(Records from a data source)
☆ ☆ ☆ ☆

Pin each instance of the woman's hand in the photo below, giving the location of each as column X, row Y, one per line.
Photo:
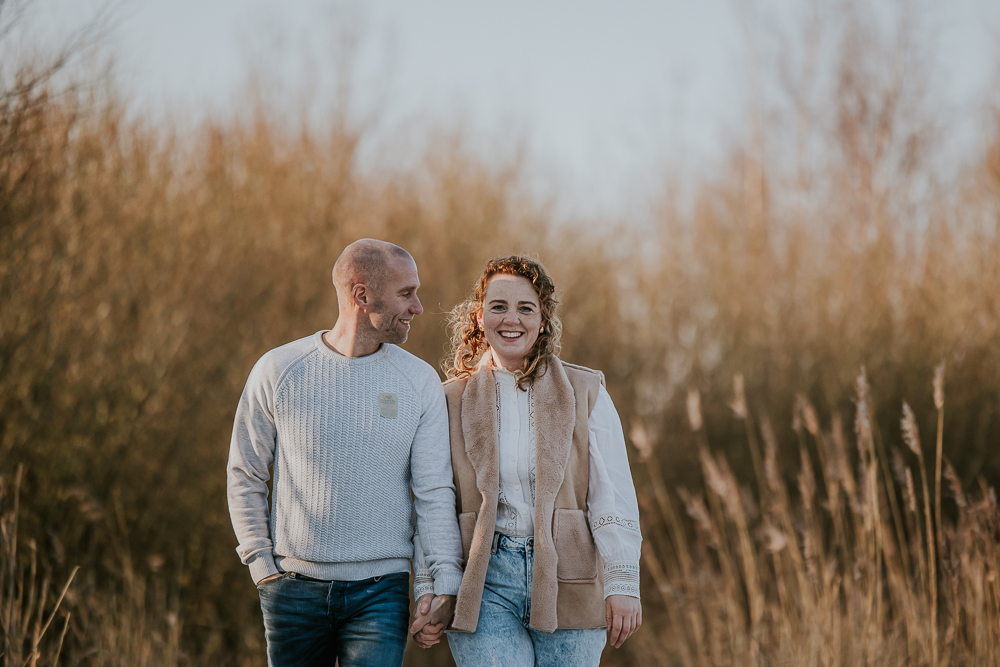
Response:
column 623, row 614
column 430, row 616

☆ ☆ ☆ ☆

Write out the material above once more, exactly as it reads, with no pictures.

Pin each instance of the woman's hand in the photo below, giving the location of each as column X, row Y, one per line.
Photo:
Response:
column 623, row 614
column 430, row 616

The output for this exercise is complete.